REQUIRED WORK: Swap every "innermost point" in the listing below for "central point", and reproduce the rest of the listing unchanged.

INPUT FOR THIS TASK:
☆ ☆ ☆ ☆ ☆
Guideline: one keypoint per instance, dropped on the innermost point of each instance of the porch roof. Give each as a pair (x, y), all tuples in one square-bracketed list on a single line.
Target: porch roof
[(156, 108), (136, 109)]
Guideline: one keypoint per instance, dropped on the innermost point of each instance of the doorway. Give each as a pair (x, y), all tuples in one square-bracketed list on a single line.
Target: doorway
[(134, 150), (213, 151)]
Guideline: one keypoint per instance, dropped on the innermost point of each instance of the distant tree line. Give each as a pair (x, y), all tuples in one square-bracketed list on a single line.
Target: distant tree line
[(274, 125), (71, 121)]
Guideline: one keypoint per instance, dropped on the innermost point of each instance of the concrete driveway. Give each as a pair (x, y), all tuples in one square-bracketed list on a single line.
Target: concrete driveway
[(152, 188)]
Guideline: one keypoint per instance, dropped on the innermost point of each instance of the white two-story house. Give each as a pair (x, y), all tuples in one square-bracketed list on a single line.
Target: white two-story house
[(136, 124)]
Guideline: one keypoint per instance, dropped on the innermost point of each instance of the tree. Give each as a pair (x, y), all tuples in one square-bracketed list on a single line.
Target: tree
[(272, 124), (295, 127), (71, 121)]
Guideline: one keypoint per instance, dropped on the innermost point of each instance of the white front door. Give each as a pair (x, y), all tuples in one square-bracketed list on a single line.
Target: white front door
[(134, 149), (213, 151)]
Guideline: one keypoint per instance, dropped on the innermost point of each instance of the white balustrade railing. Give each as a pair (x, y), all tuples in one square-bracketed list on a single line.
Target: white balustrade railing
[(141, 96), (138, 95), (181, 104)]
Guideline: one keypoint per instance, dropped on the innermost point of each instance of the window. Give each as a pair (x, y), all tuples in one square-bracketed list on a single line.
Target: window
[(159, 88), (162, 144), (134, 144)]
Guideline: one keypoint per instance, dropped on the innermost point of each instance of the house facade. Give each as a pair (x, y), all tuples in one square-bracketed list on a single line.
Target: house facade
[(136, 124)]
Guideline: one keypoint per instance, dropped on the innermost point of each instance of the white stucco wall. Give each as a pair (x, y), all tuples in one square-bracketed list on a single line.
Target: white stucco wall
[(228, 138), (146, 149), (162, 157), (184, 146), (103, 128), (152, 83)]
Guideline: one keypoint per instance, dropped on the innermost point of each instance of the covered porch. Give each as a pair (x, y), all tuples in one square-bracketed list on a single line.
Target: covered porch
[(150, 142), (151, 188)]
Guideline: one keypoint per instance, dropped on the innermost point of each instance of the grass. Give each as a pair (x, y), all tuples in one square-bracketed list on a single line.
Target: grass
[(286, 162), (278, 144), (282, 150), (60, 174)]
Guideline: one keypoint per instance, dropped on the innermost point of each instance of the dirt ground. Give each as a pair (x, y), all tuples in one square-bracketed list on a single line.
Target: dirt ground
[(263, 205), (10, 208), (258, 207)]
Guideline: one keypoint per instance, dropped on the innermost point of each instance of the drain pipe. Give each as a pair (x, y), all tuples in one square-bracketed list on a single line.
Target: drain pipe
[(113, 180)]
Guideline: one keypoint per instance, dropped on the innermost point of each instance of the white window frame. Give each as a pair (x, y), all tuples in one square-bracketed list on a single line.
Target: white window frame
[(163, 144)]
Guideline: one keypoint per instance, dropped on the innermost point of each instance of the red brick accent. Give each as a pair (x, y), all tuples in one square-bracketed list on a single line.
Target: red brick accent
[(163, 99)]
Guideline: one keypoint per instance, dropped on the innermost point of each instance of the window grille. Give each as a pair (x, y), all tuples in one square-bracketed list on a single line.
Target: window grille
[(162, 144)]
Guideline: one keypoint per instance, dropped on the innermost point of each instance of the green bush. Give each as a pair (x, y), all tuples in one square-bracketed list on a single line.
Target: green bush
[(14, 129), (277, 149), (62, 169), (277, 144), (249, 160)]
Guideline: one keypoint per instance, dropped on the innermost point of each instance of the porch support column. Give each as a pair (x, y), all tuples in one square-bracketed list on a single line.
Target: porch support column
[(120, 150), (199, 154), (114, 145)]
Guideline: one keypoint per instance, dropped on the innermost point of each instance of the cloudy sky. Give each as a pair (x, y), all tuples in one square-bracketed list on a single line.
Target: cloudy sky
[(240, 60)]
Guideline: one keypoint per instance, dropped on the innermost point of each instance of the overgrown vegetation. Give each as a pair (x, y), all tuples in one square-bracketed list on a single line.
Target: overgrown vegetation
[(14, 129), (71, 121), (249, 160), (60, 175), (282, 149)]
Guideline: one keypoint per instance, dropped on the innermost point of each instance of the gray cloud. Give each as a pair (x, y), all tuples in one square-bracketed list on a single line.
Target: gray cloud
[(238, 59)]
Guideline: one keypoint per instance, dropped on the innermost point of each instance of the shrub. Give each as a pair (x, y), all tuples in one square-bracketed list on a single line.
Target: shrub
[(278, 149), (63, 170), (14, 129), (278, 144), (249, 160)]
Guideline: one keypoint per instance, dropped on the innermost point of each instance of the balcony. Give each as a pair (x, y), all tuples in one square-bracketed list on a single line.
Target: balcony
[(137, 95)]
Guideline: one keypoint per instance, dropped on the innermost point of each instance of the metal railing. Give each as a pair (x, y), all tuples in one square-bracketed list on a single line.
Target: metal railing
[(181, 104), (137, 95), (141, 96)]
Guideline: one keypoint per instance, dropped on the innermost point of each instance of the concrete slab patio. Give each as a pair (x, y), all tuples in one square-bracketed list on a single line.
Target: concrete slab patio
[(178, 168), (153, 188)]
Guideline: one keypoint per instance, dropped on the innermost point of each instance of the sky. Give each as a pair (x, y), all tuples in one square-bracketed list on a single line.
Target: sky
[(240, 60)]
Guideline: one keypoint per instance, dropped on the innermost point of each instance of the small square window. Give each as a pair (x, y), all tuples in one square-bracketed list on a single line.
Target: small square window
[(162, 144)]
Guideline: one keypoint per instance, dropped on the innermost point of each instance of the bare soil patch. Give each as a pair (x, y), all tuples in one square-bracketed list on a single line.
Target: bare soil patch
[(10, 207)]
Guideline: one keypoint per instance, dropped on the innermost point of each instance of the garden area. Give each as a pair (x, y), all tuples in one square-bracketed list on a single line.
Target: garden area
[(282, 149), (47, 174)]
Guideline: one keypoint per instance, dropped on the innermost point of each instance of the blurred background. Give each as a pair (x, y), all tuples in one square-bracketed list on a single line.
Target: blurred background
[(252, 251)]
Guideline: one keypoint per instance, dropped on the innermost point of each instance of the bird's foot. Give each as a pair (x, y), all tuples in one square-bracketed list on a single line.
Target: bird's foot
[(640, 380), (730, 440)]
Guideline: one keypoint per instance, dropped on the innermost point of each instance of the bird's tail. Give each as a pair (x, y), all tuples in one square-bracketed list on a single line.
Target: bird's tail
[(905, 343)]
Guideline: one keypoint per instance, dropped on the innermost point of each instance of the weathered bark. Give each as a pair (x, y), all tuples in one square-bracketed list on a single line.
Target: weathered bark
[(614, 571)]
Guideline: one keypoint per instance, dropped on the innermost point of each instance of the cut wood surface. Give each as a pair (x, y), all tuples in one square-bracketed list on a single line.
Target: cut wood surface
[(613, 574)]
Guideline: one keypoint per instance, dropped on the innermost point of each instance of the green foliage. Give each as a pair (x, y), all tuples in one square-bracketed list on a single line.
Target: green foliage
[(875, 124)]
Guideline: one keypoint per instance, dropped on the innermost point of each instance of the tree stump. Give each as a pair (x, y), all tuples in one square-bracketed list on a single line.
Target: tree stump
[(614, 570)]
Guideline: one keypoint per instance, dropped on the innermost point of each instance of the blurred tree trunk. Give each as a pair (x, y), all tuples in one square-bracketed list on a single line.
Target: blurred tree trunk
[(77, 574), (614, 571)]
☆ ☆ ☆ ☆ ☆
WRITTEN SOLUTION:
Guideline: one keypoint per instance, dropped on the central point of each instance of the porch roof. Give each as a pair (x, y), all tuples in one square-bracketed list on a single line.
Target: porch roof
[(156, 108), (136, 109)]
Guideline: one keypoint per instance, dropped on the central point of each instance of the doorway. Give each as a pair (x, y), all tuples in one square-bracketed list on a single line.
Target: doorway
[(134, 150), (213, 151)]
Guideline: one keypoint per instance, dropped on the central point of each instance of the distant tree line. Give each as a pair (x, y), all tuples in one square-bracketed list on a single line.
Target: distant tree line
[(274, 125), (71, 121)]
Guideline: one keypoint per instance, dropped on the central point of each instance of the concrete driveway. Give each as a pair (x, y), all tuples in one square-bracketed list on a single line.
Target: concrete driveway
[(152, 188)]
Guideline: one keypoint per instance, dropped on the central point of each instance of the white two-story house. Give each as a pair (x, y), all tuples in one square-bracketed list on a single line.
Target: white two-story house
[(136, 124)]
Guideline: one keypoint per instance, dropped on the central point of each instance of the tree. Give each as a pair (x, y), all tuples in one square-bracketed list on a single line.
Target: tree
[(272, 124), (295, 127), (71, 121)]
Guideline: one keypoint per instance, dropped on the central point of each instance of the white front door. Give each as a pair (x, y), all tuples in one square-bracketed list on a single line.
Target: white front door
[(134, 149), (213, 151)]
Guideline: one keypoint per instance, dropped on the central point of each instance of the white balustrade railing. Give each as a pair (x, y), all tuples in one square-bracketed list on a single line.
Target: white balustrade railing
[(141, 96), (138, 95), (181, 104)]
Guideline: one keypoint per instance, dropped on the central point of each instance of the window. Give each as a pair (x, y), all tuples in one square-bracketed list on a single line.
Target: window
[(159, 88), (162, 144), (134, 144)]
Guideline: one keypoint per instance, dropped on the central point of each instance of the house facade. Give each as a pair (x, y), all tuples in one square-bracketed list on a single line.
Target: house facade
[(136, 124)]
Guideline: one keypoint per instance, dropped on the central point of each instance of the white stucco wall. Give each as a pair (x, y), all tuples in one square-bracketed list on a single line.
Target: white stucco wall
[(228, 138), (146, 149), (162, 157), (184, 146), (103, 128), (152, 83)]
Guideline: one keypoint per instance, dropped on the central point of each instance of the covered porch. Give each as a pair (x, y), all tuples in one square-bracketed list on a single line.
Target: covered porch
[(150, 142), (151, 188)]
Guideline: one keypoint per instance, dropped on the central point of each instance of the grass. Give each as a pair (x, y), all tuples in one square-bracketed list on a single line.
Target: grass
[(286, 162), (278, 144), (282, 150), (60, 174)]
Guideline: one keypoint per instance, dropped on the central point of each instance of the dirt ground. Give each as a pair (x, y), all tuples in one square-bracketed list on a single line.
Target: dirt ground
[(263, 205), (10, 208), (258, 207)]
Guideline: one keypoint per instance, dropped on the central point of each instance of the drain pipe. Give each as a pair (x, y), all tuples in one square-bracketed list on a single line.
Target: drain pipe
[(113, 180)]
Guideline: one keypoint per instance, dropped on the central point of each instance of the white window frame. Give each as a pair (x, y), all tuples in one square-bracketed list on a single line.
Target: white window frame
[(163, 144)]
Guideline: one keypoint per instance, dropped on the central point of each instance of the red brick accent. Give each as a pair (x, y), all tuples in one square-bracketed list on a single line.
Target: red brick accent
[(163, 99)]
Guideline: one keypoint per instance, dropped on the central point of each instance of the window grille. Give each as a pair (x, y), all tuples in one square-bracketed list on a single line.
Target: window grille
[(162, 144)]
Guideline: one keypoint per instance, dropped on the central point of each instance of the green bush. Give each as a pair (x, y), all tuples in one square-bracketed list on a single line.
Target: green bush
[(14, 129), (277, 149), (62, 169), (277, 144), (249, 160)]
Guideline: one keypoint per instance, dropped on the central point of each instance of the porch support column. Give each as a pair (x, y), all tuples in one square-bracketed list on a single line.
Target: porch support column
[(120, 150), (199, 154), (114, 145)]
Guideline: one keypoint per instance, dropped on the central point of each instance of the cloudy sky. Give each as a pair (x, y), all tuples in one square-bracketed list on a single line.
Target: cloudy sky
[(240, 60)]
Guideline: one keypoint per instance, dropped on the central point of each instance of the overgrown vegetation. Give each as a pair (x, y), all tuples in one square-bracketed list on a single line.
Target: overgrown vegetation
[(14, 129), (71, 121), (249, 160), (60, 175), (282, 149)]
Guideline: one keypoint per instance, dropped on the central point of each instance of the gray cloud. Give each as a pair (x, y), all tuples in one square-bracketed list on a single line.
Target: gray cloud
[(238, 59)]
Guideline: one keypoint per instance, dropped on the central point of each instance of the shrub. Give each as a pair (x, y), all tuples in one square-bracketed list on a single line.
Target: shrub
[(278, 149), (63, 170), (14, 129), (278, 144), (249, 160)]
Guideline: one keypoint per instance, dropped on the central point of each instance of the balcony. Give each as a pair (x, y), all tuples in one square-bracketed list on a single line.
Target: balcony
[(137, 95)]
Guideline: one keypoint per instance, dropped on the central point of each instance of the metal railing. Give each as a pair (x, y), all tuples in one square-bracketed list on a single line.
Target: metal railing
[(181, 104), (137, 95), (141, 96)]
Guideline: one keypoint per instance, dropped on the central point of each instance of the concrete slab patio. Give each as a pair (x, y), all tuples in one square-bracketed list on a single line.
Target: concrete slab patio
[(178, 168), (153, 188)]
Guideline: one keypoint per instance, dropped on the central point of each instance of the sky. Give each as a pair (x, y), all tuples in one square-bracketed list on a single line.
Target: sky
[(240, 60)]
Guideline: one keypoint per instance, dropped on the central point of each instance of the small square window. Give each as a pair (x, y), all tuples in one square-bracketed list on a single line.
Target: small square window
[(162, 144)]
Guideline: one keypoint per instance, dropped on the central point of each instance of the bare soil patch. Give each as a pair (x, y), all tuples in one square-bracketed list on a single line.
Target: bare soil patch
[(10, 207)]
Guideline: one keypoint per instance, dropped on the central point of each instance of the garden area. Give each as a pair (x, y), all tuples in one square-bracketed list on a single line.
Target: garden area
[(282, 149), (47, 174)]
Guideline: one keypoint per instance, dropped on the central point of each instance of the blurred background. Give each as a pair (x, y), all tuples in one square-bracketed list on a single line.
Target: blurred background
[(252, 251)]
Guideline: one keypoint per instance, dropped on the central point of each instance of the bird's foot. Give each as a pair (x, y), all tuples in one square-bracketed list on a single line.
Target: bird's foot
[(640, 380), (730, 440)]
Guideline: one keypoint per instance, dropped on the central point of each instance of the bird's tail. Give each as a pair (x, y), all tuples in one square-bracketed list on a single line.
Target: bird's tail
[(905, 343)]
Guideline: one keypoint per instance, dropped on the central point of each instance of the weathered bark. Give each as a pair (x, y), all tuples in one square-bracketed list on a single line.
Target: weathered bark
[(614, 571)]
Guideline: one keypoint per instance, dropped on the central point of each instance of the cut wood surface. Give each as a pair (x, y), all tuples in one square-bracketed list on a single line.
Target: cut wood surface
[(613, 574)]
Guideline: one keypoint per instance, dropped on the central point of each instance of the green foliage. Give each as a pair (x, y), all tuples in one square-bracketed list on a single line.
Target: green foliage
[(875, 124)]
Guideline: one keypoint per instance, dropped on the central point of each instance of the tree stump. Give each as a pair (x, y), all tuples in one square-bracketed list on a single line.
Target: tree stump
[(614, 570)]
Guideline: one keypoint per instance, dropped on the central point of each instance of the blurred tree trunk. Give each as a pair (x, y), all tuples in one square-bracketed list on a single line.
Target: blurred tree trunk
[(77, 574), (614, 571)]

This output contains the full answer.